=== YOUR OBJECTIVE ===
Only the lines from the top of the data through the one with "97L103 93L100 78L76" are to be written out, each exactly as it stands.

(Segmentation mask data)
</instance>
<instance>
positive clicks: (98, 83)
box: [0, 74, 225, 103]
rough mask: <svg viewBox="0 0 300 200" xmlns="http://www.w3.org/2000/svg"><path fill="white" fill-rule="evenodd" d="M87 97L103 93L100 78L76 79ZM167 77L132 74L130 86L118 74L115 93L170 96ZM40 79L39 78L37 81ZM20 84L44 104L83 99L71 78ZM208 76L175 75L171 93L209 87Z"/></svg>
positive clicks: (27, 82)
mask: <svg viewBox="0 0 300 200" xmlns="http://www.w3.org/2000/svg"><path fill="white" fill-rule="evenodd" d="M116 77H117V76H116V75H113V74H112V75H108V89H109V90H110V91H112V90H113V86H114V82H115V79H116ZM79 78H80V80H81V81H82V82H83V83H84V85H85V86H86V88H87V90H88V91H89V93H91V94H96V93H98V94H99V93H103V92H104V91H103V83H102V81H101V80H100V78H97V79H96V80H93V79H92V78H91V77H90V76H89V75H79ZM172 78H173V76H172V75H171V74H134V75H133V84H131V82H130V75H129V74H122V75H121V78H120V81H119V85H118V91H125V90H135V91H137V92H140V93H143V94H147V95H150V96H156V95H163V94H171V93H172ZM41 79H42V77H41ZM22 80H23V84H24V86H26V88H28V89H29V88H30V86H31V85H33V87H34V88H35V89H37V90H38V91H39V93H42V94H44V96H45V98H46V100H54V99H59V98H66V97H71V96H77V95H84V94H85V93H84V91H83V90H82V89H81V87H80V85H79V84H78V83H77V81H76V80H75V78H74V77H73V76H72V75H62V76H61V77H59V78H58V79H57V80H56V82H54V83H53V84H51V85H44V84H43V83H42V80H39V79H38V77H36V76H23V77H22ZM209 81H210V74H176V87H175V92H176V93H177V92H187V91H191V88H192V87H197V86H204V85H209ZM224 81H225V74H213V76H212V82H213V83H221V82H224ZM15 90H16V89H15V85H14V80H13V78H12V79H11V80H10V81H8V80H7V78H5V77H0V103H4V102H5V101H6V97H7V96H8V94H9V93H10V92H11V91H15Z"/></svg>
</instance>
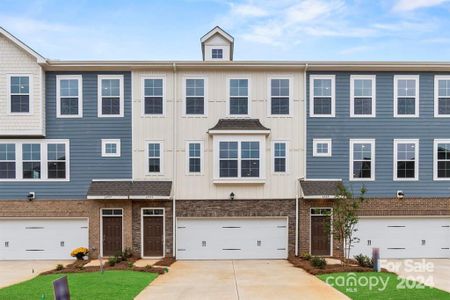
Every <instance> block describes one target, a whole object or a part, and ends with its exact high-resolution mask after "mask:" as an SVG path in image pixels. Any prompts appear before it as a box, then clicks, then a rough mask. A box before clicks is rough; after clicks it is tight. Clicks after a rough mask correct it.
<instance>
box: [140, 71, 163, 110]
mask: <svg viewBox="0 0 450 300" xmlns="http://www.w3.org/2000/svg"><path fill="white" fill-rule="evenodd" d="M143 85H144V114H145V115H163V114H164V81H163V79H162V78H144V79H143Z"/></svg>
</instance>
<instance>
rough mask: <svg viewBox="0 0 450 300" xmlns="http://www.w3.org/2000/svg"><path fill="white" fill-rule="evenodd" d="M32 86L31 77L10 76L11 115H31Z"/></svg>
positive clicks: (26, 75) (27, 76)
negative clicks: (21, 114) (30, 113)
mask: <svg viewBox="0 0 450 300" xmlns="http://www.w3.org/2000/svg"><path fill="white" fill-rule="evenodd" d="M31 86H32V84H31V76H29V75H11V76H9V101H10V113H12V114H28V113H31V99H30V98H31Z"/></svg>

=== COMPLETED EXERCISE ===
</instance>
<instance>
positive clicks: (98, 83)
box: [0, 74, 225, 103]
rough mask: <svg viewBox="0 0 300 200" xmlns="http://www.w3.org/2000/svg"><path fill="white" fill-rule="evenodd" d="M87 97L103 93L100 78L76 79ZM167 77L132 74L130 86L118 74L115 93L170 96ZM40 79L39 78L37 81ZM20 84L44 104L83 99L71 78ZM208 76L175 75L171 93L209 87Z"/></svg>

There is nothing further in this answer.